---- EXCERPT TO READ

Name: Chandeepa Janith

Reg No: SKF2400091


## **Bigram Model**

In [1]:
import torch
import torch.nn as nn
from torch.nn import functional as F
import re

# Hyperparameters

In [2]:
# Define hyperparameters for the smaller model version
B = 32  # batch size: how many independent sequences will we process in parallel?
T = 8   # time: what is the maximum context length for predictions?
C = 32  # Feature count: number of different features analyzed
H = 4   # Number of attention heads
L = 4   # Number of layers
learning_rate = 1e-3  # Learning rate for the optimizer


# Hyperparameters
max_iters = 5000
eval_interval = 500
device = 'cuda' if torch.cuda.is_available() else 'cpu'
eval_iters = 200
dropout = 0.2
torch.manual_seed(1337)


<torch._C.Generator at 0x783cde794990>

#Dataset

In [3]:
!wget https://raw.githubusercontent.com/karpathy/char-rnn/master/data/tinyshakespeare/input.txt

--2024-09-15 07:42:09--  https://raw.githubusercontent.com/karpathy/char-rnn/master/data/tinyshakespeare/input.txt
Resolving raw.githubusercontent.com (raw.githubusercontent.com)... 185.199.108.133, 185.199.109.133, 185.199.110.133, ...
Connecting to raw.githubusercontent.com (raw.githubusercontent.com)|185.199.108.133|:443... connected.
HTTP request sent, awaiting response... 200 OK
Length: 1115394 (1.1M) [text/plain]
Saving to: ‘input.txt’


2024-09-15 07:42:09 (19.5 MB/s) - ‘input.txt’ saved [1115394/1115394]



# Word-level tokenization

In [12]:
import re
import torch

# Load the text from 'input.txt'
with open('input.txt', 'r', encoding='utf-8') as file:
    text = file.read()

# Tokenize the text by splitting on spaces, newlines, or double newlines
tokens = re.split(r'\s+|\n|\n\n', text)
unique_words = sorted(set(tokens))  # Get unique tokens and sort them
vocab_size = len(unique_words)      # Number of unique tokens
word_to_index = {word: index for index, word in enumerate(unique_words)}  # Map words to indices
index_to_word = {index: word for index, word in enumerate(unique_words)}  # Map indices to words

# Functions to encode and decode text
def encode_text(text):
    return [word_to_index.get(word, -1) for word in re.split(r'\s+|\n|\n\n', text)]

def decode_indices(indices):
    return ' '.join([index_to_word.get(index, '<UNK>') for index in indices])

--------

**AIM OF THE TASK:** Return, character for character, the stretch of the bigram model notebook from "# Load the text" through "tokens = re.split(r'\s+|\n|\n\n', text)".

---- EXTRACTED RECORDS

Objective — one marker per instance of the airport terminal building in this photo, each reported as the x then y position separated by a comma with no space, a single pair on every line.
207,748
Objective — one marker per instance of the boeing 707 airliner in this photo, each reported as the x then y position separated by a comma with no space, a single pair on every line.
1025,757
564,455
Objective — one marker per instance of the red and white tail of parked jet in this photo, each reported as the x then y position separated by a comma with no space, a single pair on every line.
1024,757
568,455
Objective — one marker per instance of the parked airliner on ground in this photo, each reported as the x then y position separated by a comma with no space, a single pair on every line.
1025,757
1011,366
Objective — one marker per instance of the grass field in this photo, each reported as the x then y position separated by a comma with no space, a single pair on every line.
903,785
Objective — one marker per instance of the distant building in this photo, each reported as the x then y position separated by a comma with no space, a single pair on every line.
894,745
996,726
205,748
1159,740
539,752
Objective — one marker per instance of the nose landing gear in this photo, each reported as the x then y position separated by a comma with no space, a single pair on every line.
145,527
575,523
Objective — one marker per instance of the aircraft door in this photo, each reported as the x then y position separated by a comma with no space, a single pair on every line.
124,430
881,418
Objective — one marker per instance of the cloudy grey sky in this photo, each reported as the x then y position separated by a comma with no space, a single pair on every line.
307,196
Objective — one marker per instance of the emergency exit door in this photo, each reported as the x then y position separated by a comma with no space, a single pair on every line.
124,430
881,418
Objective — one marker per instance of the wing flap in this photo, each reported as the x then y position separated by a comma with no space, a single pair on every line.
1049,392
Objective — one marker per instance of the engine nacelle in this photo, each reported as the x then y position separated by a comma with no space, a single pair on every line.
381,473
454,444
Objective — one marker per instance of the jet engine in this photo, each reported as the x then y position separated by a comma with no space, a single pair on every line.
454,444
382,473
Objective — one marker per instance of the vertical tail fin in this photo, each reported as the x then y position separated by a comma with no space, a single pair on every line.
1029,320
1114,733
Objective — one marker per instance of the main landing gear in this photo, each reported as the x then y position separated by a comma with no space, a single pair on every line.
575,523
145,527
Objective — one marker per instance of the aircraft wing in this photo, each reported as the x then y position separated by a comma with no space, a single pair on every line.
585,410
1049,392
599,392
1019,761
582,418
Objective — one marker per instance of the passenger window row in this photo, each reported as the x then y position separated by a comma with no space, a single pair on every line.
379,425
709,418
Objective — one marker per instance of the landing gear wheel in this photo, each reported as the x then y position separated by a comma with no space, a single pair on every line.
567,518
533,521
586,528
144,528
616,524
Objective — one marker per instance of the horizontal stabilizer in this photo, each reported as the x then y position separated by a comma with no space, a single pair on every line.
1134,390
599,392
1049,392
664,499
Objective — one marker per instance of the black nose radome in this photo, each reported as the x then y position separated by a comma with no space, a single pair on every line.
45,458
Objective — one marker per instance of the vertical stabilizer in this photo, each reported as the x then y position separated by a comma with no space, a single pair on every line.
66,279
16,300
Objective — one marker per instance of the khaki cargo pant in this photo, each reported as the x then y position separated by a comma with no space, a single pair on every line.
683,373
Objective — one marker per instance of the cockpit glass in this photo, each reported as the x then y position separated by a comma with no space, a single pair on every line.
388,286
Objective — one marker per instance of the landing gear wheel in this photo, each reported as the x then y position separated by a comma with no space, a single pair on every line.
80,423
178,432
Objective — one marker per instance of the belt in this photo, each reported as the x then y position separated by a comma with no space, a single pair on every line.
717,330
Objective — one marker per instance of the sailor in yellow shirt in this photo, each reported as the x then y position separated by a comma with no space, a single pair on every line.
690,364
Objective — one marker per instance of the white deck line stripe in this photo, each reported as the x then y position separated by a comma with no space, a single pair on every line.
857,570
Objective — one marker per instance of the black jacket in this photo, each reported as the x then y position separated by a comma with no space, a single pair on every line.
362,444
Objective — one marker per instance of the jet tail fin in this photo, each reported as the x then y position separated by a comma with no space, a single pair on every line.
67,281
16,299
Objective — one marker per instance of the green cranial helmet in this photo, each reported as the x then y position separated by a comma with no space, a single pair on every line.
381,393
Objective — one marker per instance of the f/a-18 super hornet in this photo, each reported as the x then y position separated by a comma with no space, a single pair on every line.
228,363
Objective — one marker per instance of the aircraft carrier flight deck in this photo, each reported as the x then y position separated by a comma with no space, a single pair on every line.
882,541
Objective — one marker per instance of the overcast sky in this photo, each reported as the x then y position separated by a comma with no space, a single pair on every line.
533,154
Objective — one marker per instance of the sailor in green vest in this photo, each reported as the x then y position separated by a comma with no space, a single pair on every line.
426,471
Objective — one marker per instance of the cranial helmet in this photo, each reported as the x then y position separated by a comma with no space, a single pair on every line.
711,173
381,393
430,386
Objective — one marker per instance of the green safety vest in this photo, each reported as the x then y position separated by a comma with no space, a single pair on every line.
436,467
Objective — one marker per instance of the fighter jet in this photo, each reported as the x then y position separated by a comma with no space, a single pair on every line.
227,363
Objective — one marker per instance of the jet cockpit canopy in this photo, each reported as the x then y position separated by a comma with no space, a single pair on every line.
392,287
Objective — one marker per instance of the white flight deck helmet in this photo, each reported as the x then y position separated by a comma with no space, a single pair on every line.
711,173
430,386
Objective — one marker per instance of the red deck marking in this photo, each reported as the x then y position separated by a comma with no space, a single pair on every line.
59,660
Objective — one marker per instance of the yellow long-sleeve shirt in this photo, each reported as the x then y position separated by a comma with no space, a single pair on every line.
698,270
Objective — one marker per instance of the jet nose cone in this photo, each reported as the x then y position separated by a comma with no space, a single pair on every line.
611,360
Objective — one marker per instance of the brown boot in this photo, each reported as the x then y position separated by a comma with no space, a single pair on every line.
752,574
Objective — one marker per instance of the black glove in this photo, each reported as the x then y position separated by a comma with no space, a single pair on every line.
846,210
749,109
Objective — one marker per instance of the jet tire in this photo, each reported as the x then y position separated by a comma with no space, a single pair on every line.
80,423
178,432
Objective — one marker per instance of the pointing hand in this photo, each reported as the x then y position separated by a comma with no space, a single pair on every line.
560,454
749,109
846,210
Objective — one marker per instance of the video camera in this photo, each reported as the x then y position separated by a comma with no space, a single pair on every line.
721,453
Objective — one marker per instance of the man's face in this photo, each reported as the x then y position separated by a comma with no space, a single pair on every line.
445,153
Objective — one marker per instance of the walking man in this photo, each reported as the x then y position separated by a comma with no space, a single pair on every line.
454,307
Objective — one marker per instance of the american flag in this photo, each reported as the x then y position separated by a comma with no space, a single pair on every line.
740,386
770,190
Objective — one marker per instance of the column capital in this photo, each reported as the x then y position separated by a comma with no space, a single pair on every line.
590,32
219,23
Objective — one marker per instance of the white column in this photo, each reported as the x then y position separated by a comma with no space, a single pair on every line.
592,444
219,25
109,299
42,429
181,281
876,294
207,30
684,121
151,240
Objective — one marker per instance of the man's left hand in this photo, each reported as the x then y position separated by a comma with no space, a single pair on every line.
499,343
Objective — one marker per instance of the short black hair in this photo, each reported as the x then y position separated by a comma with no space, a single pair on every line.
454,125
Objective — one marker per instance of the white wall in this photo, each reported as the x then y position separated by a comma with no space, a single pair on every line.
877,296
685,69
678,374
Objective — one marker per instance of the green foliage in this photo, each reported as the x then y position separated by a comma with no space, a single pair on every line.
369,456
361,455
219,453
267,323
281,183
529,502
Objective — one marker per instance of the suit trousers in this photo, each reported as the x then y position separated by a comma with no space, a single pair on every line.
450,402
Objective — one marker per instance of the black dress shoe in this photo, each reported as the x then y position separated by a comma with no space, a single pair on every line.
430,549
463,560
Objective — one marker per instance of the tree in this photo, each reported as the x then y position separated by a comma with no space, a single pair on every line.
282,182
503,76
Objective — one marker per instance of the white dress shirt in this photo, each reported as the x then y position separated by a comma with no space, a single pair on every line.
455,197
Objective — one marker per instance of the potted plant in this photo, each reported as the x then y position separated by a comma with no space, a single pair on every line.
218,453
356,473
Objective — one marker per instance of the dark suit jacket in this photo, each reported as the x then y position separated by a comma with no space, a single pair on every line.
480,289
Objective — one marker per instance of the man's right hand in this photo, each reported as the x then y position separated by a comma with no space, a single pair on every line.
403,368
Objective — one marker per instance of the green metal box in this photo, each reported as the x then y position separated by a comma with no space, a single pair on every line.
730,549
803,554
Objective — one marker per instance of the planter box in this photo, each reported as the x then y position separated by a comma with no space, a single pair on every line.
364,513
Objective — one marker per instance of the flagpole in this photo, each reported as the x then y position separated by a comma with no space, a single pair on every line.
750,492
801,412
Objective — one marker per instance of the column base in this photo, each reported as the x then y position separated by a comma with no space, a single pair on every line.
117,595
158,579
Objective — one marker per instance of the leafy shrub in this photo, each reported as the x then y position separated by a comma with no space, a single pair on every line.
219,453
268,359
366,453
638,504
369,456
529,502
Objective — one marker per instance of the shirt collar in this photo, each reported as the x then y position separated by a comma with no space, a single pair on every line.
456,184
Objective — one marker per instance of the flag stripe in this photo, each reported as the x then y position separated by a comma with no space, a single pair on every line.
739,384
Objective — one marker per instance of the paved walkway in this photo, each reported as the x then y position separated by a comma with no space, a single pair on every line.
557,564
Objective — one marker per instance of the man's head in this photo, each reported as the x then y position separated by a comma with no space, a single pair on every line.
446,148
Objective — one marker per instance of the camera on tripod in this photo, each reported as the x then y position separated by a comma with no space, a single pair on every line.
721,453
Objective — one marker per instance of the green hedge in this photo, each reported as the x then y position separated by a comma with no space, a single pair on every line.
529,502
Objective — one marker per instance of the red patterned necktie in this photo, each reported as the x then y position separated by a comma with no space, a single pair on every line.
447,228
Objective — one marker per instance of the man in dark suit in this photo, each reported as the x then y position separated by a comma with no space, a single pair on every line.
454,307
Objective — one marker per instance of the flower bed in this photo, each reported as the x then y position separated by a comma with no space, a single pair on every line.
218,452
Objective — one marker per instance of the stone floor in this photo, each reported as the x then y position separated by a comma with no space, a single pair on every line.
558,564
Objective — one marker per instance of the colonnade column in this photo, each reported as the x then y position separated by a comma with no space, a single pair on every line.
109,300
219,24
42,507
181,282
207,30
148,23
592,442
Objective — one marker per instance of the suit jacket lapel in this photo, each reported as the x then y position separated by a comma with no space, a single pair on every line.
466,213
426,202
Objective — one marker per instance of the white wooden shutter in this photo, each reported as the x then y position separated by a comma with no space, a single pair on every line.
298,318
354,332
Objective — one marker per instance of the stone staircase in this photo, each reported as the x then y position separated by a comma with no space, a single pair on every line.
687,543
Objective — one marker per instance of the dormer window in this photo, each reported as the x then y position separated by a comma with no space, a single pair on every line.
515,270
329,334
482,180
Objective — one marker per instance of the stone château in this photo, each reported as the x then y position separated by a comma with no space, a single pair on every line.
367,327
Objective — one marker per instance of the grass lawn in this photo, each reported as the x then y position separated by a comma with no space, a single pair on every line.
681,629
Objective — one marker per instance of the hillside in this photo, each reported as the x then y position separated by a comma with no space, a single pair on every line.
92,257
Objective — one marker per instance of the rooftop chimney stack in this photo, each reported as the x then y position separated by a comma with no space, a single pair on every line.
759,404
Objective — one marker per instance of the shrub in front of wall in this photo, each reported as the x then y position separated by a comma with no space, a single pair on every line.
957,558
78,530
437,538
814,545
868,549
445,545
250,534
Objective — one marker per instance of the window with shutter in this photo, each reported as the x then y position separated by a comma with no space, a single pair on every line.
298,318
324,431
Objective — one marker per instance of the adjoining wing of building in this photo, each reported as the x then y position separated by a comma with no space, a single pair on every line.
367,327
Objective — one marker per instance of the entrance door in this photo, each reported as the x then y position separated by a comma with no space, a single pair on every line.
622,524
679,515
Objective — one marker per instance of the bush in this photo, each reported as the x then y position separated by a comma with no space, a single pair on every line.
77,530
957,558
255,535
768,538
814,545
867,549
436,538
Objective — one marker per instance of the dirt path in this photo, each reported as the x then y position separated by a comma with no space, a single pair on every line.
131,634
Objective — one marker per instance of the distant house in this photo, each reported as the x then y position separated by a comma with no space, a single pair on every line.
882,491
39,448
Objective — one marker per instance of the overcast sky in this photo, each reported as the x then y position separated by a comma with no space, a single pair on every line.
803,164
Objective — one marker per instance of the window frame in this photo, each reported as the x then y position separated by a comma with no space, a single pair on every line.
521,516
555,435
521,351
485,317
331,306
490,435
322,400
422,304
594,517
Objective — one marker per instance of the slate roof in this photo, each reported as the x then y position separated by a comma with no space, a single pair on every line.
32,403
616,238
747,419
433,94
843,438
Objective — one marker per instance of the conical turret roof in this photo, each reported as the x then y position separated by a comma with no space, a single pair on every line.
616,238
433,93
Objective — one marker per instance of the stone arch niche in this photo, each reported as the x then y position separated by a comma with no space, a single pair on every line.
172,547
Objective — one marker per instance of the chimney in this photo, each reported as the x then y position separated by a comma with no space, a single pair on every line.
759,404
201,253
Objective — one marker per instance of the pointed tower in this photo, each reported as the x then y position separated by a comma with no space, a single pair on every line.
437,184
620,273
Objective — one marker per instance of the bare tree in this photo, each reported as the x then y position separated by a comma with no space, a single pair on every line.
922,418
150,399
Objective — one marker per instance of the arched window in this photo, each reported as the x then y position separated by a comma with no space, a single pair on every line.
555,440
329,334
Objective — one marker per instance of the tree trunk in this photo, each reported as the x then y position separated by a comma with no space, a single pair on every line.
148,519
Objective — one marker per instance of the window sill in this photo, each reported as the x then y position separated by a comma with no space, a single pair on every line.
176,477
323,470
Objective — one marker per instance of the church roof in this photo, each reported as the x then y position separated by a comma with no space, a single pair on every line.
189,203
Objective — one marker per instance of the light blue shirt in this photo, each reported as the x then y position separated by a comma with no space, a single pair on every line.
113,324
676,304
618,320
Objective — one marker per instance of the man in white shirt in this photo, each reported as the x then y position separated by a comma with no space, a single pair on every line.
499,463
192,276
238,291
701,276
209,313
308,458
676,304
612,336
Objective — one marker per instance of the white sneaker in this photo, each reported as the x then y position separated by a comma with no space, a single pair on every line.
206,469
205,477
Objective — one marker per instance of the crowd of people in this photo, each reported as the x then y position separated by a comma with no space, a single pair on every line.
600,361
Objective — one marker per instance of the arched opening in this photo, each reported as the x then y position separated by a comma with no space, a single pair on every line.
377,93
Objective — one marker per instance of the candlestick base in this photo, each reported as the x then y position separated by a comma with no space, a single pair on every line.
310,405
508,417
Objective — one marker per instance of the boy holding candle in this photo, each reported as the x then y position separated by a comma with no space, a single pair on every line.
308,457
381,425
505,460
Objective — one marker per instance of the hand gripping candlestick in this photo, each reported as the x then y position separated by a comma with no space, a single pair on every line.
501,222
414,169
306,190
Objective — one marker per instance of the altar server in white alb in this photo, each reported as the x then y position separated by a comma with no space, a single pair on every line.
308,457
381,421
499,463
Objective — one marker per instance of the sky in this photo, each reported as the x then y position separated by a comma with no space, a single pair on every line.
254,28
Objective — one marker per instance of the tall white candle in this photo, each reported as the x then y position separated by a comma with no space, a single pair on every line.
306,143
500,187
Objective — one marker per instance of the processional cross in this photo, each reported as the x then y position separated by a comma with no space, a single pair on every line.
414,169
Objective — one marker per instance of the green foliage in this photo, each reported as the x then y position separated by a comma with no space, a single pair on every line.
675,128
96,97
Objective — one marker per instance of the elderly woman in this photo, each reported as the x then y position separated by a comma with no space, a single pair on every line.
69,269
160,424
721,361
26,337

--------

**RESPONSE TO THE EXERCISE:**
# Load the text from 'input.txt'
with open('input.txt', 'r', encoding='utf-8') as file:
    text = file.read()

# Tokenize the text by splitting on spaces, newlines, or double newlines
tokens = re.split(r'\s+|\n|\n\n', text)